Reproduce the records from the line with "ROI: parked car" up to and including the line with "top-left (35, 3), bottom-right (86, 41)", switching "brake light" to "rear light" and leaving everything else as it is.

Data for the task →
• • • •
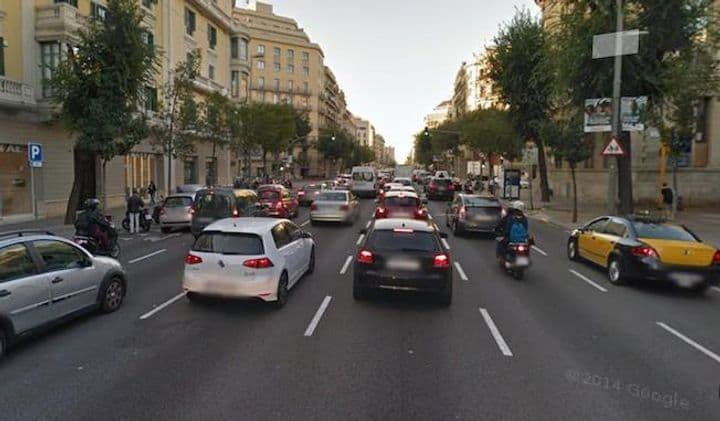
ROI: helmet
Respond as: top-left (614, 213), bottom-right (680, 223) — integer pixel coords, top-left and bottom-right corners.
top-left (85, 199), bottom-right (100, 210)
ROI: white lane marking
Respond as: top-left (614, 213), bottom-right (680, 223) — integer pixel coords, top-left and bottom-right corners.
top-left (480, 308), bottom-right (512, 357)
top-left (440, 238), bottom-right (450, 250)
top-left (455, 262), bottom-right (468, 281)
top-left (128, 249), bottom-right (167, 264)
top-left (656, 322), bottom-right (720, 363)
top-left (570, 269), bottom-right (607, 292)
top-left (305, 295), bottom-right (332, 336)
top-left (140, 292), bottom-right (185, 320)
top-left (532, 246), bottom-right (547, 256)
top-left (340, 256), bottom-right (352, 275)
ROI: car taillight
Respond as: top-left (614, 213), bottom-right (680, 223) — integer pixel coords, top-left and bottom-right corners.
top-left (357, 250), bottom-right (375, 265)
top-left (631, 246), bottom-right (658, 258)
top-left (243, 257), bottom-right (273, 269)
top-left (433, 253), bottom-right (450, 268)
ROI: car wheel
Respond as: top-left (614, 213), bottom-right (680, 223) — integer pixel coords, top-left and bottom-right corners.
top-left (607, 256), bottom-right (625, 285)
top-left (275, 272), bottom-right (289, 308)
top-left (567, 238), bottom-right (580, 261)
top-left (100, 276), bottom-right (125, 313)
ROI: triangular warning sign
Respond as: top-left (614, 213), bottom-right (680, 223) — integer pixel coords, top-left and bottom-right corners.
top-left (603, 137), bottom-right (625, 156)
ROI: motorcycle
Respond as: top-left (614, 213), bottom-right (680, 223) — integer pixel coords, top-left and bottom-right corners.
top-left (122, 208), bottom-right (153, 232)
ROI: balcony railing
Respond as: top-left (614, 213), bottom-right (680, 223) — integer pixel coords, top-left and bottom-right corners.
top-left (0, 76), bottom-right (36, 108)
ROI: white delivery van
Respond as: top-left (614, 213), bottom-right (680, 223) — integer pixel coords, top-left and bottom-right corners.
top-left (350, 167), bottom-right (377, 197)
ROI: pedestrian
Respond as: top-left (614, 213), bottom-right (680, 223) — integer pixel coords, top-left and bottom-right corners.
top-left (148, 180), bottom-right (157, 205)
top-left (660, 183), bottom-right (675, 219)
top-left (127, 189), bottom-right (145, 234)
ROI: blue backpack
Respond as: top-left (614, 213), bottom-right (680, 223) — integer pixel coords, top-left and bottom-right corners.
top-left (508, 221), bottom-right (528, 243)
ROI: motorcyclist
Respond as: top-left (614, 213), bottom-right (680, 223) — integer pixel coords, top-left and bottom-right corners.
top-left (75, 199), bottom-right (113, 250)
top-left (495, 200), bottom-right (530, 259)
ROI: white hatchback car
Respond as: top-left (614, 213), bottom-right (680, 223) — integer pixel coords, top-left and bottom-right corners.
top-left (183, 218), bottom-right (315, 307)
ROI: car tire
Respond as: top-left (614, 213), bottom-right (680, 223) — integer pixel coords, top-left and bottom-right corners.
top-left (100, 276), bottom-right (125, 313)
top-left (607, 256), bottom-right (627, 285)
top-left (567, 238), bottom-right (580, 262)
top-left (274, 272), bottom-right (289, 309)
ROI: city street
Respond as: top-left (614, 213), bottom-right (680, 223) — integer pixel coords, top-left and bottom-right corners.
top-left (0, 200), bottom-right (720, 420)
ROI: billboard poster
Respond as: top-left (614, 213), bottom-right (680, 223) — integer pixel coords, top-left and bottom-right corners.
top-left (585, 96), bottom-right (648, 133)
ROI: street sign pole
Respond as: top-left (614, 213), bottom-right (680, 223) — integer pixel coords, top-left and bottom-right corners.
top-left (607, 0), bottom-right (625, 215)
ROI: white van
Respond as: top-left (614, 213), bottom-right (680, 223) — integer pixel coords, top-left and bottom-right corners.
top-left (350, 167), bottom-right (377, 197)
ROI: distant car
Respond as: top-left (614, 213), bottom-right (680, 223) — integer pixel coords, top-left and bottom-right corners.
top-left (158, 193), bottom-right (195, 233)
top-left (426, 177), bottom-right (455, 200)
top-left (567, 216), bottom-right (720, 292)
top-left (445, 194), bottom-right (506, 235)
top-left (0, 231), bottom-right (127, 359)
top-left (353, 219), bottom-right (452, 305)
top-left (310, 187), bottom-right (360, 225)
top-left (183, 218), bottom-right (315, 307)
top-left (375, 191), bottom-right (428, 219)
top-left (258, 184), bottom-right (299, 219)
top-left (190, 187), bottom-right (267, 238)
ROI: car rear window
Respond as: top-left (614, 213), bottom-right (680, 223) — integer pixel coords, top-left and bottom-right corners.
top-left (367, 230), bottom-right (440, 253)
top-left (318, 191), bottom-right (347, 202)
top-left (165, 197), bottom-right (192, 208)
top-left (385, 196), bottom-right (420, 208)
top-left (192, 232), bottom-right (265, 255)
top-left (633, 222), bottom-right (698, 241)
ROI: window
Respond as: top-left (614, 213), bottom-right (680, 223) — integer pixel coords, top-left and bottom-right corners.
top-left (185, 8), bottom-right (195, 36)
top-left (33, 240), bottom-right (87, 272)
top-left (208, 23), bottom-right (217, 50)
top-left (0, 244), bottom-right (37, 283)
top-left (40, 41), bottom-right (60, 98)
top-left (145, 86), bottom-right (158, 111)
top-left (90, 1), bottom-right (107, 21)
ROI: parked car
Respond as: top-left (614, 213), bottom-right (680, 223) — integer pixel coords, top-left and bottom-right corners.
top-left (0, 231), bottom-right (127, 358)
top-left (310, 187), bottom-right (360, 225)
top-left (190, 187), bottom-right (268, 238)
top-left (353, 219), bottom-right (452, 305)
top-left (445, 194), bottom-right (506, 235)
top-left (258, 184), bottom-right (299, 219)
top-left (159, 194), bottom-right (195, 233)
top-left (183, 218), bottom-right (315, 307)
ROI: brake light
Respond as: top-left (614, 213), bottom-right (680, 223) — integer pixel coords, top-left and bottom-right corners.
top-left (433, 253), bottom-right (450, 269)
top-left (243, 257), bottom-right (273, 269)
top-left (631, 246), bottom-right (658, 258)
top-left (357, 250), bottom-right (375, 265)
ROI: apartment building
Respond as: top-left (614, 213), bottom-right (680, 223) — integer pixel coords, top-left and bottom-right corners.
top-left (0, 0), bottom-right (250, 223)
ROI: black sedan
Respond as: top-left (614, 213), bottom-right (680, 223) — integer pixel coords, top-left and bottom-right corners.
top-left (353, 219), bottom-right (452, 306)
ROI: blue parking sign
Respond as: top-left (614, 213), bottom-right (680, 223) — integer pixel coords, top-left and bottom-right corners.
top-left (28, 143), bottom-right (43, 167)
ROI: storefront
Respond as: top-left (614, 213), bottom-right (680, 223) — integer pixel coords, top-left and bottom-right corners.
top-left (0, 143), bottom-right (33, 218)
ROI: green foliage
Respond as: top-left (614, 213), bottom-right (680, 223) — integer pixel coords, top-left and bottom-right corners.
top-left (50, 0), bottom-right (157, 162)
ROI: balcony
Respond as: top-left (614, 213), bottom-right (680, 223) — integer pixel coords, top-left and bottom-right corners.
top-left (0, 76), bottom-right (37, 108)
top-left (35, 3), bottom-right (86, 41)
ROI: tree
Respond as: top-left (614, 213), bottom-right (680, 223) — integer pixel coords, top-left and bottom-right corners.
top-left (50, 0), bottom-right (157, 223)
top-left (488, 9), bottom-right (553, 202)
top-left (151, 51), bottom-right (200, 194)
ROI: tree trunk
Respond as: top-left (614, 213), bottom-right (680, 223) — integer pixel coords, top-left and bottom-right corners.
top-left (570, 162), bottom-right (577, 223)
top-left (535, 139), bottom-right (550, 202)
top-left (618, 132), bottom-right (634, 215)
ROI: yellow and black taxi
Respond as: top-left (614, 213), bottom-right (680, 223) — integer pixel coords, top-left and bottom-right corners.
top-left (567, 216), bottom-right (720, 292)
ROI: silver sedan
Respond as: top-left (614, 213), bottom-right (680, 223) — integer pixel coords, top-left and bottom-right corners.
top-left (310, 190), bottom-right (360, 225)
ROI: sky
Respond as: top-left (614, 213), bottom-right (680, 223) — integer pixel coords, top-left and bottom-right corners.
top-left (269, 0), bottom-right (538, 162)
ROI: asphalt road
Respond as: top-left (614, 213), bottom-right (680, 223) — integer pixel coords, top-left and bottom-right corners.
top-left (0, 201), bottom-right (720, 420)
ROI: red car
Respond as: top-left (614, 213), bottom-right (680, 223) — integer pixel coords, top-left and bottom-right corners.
• • • •
Task answer →
ROI: parked car
Respond as: top-left (614, 213), bottom-right (680, 223) — integer pixel coords, top-left and bottom-right corners.
top-left (0, 231), bottom-right (127, 358)
top-left (310, 187), bottom-right (360, 225)
top-left (190, 187), bottom-right (268, 238)
top-left (353, 219), bottom-right (452, 305)
top-left (445, 194), bottom-right (506, 235)
top-left (258, 184), bottom-right (299, 219)
top-left (159, 194), bottom-right (195, 233)
top-left (183, 218), bottom-right (315, 307)
ROI: rear light
Respond as: top-left (614, 213), bottom-right (680, 223) — integer pixel coords, top-left and bottom-right corners.
top-left (433, 253), bottom-right (450, 269)
top-left (243, 257), bottom-right (273, 269)
top-left (631, 246), bottom-right (658, 258)
top-left (357, 250), bottom-right (375, 265)
ROI: apartment building
Respond as: top-left (614, 213), bottom-right (680, 223) — integer pixel coords, top-left and bottom-right corners.
top-left (0, 0), bottom-right (250, 223)
ROI: black sedan
Respond as: top-left (614, 213), bottom-right (680, 223) — integer pixel coords, top-left and bottom-right corners.
top-left (353, 219), bottom-right (452, 306)
ROI: blue parking sign
Respond as: top-left (614, 213), bottom-right (680, 223) — integer pixel coords, top-left and bottom-right corners.
top-left (28, 143), bottom-right (43, 167)
ROI: storefront
Respond as: top-left (614, 213), bottom-right (680, 223) — integer pixel coords, top-left and bottom-right corners.
top-left (0, 143), bottom-right (33, 218)
ROI: green foliage
Respond as: top-left (614, 213), bottom-right (680, 223) — integer pixel coords, top-left and bottom-right corners.
top-left (50, 0), bottom-right (157, 162)
ROI: balcony
Respond as: top-left (614, 213), bottom-right (680, 223) — integer pixel coords, top-left and bottom-right corners.
top-left (0, 76), bottom-right (37, 108)
top-left (35, 3), bottom-right (86, 41)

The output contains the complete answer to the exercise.